▶ _Given passage_:
--------------------------------
Media Coverage: AIDS Vs Ebola

New York Times writer David Dunlap compares the US media’s reaction to ebola to what followed after his own paper’s Lawrence Altman made the first notable mention of AIDS in 1983:

I can easily imagine the metro desk of 2015 jumping in to follow up on Altman’s account: “Find out who’s died. Call Larry [Kramer]. Reach out to the families. Speak to neighbors. Try to talk to the patients. What hospitals are they in? Who are their doctors? Learn everything you can. When did they get sick? Where do they live? How old are they? And we’ve got to be clear about possible risks.”

The metro desk of 1981, to which I also belonged, did nothing.

The next article in The Times appeared in August. It was by The Associated Press. By then, more than 100 cases of Kaposi’s sarcoma and pneumocystis pneumonia had been reported, overwhelmingly among gay men, almost half of whom had died. Readers waited four months for the next report, on page D24, by United Press International, as five or six new cases were appearing each week.

The Times was “setting the tone for noncoverage nationally,” Randy Shilts wrote in “And the Band Played On” (1987). “There was only one reason for the lack of media interest, and everybody in the [Centers for Disease Control] task force knew it: The victims were homosexuals.”

To date only one person has died of ebola in the United States and President Obama has made numerous nationally televised speeches on the issue. We all know how Ronald Reagan handled AIDS.
--------------------------------
[Natural-language object grounding data]
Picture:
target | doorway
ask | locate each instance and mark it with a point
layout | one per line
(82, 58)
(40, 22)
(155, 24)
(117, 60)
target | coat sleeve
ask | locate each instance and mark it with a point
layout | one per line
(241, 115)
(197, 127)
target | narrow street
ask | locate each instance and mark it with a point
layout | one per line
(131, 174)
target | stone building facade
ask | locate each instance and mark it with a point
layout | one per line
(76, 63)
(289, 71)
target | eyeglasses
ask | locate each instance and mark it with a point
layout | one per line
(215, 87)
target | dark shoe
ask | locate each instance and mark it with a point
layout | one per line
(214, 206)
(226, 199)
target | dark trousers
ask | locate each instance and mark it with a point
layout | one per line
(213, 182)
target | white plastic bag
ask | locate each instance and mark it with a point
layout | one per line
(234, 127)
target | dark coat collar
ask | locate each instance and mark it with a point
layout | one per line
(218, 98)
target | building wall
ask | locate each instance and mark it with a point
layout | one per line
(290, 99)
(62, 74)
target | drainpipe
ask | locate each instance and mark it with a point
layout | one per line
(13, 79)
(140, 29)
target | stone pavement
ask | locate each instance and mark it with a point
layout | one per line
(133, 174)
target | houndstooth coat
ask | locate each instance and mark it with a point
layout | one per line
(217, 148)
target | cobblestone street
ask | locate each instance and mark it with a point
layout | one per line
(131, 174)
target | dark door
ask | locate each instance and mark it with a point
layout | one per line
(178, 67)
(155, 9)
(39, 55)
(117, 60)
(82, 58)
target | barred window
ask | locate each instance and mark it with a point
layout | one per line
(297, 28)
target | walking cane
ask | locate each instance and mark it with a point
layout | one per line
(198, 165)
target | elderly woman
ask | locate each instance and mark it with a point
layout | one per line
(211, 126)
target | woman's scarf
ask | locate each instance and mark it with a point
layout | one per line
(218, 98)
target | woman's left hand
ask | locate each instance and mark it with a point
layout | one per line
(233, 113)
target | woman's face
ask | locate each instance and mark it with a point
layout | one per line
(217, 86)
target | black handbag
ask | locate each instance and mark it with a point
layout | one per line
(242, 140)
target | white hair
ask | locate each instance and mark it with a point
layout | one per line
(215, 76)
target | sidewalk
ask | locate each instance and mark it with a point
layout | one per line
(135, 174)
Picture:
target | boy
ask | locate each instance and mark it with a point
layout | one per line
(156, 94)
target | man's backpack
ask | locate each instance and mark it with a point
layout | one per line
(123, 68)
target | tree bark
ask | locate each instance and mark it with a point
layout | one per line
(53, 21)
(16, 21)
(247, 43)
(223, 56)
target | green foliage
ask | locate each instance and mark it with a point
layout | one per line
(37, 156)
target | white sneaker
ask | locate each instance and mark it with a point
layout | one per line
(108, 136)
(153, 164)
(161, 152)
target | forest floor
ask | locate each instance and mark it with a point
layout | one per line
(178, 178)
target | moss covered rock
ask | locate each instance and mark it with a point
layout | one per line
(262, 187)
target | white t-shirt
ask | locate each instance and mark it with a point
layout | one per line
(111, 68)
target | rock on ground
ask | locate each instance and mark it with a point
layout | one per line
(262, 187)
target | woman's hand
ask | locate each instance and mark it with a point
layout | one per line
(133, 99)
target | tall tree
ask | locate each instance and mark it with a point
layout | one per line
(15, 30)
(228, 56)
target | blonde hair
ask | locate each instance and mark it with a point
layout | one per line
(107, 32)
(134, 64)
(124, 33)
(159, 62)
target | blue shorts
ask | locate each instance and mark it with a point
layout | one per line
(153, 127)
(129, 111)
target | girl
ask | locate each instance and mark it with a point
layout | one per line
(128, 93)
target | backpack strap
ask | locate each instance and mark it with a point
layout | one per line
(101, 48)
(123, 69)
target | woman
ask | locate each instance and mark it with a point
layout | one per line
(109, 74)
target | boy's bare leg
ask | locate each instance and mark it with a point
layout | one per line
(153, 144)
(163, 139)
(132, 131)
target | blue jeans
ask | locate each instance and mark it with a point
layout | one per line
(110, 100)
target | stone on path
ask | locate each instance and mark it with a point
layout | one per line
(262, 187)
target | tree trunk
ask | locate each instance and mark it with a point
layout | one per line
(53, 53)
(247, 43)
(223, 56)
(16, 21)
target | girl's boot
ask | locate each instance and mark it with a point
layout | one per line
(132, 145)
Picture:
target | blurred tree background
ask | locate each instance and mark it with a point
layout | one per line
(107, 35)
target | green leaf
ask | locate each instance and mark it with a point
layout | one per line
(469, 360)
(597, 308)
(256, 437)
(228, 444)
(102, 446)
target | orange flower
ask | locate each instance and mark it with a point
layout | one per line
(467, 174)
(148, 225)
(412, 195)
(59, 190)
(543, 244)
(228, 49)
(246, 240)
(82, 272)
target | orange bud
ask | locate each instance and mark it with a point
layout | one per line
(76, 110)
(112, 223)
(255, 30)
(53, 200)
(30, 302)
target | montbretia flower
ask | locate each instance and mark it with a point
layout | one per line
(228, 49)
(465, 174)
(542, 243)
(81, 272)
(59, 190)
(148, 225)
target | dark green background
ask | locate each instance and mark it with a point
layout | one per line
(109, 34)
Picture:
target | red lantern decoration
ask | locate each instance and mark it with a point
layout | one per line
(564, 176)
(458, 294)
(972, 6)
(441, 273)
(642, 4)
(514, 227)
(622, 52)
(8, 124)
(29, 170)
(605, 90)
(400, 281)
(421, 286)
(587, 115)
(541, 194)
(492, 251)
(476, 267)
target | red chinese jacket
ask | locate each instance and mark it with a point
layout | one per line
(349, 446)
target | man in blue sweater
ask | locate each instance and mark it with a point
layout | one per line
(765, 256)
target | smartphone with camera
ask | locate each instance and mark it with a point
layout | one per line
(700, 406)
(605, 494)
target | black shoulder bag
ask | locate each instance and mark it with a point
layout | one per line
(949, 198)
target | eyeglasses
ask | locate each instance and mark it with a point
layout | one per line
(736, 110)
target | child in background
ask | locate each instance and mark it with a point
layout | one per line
--------------------------------
▶ _Task prompt_: Can you reproduce the AIDS-and-ebola coverage passage, starting with "Media Coverage: AIDS" and going on through "belonged, did nothing.", substituting "city desk" for "metro desk"?

▶ _Written solution_:
Media Coverage: AIDS Vs Ebola

New York Times writer David Dunlap compares the US media’s reaction to ebola to what followed after his own paper’s Lawrence Altman made the first notable mention of AIDS in 1983:

I can easily imagine the city desk of 2015 jumping in to follow up on Altman’s account: “Find out who’s died. Call Larry [Kramer]. Reach out to the families. Speak to neighbors. Try to talk to the patients. What hospitals are they in? Who are their doctors? Learn everything you can. When did they get sick? Where do they live? How old are they? And we’ve got to be clear about possible risks.”

The city desk of 1981, to which I also belonged, did nothing.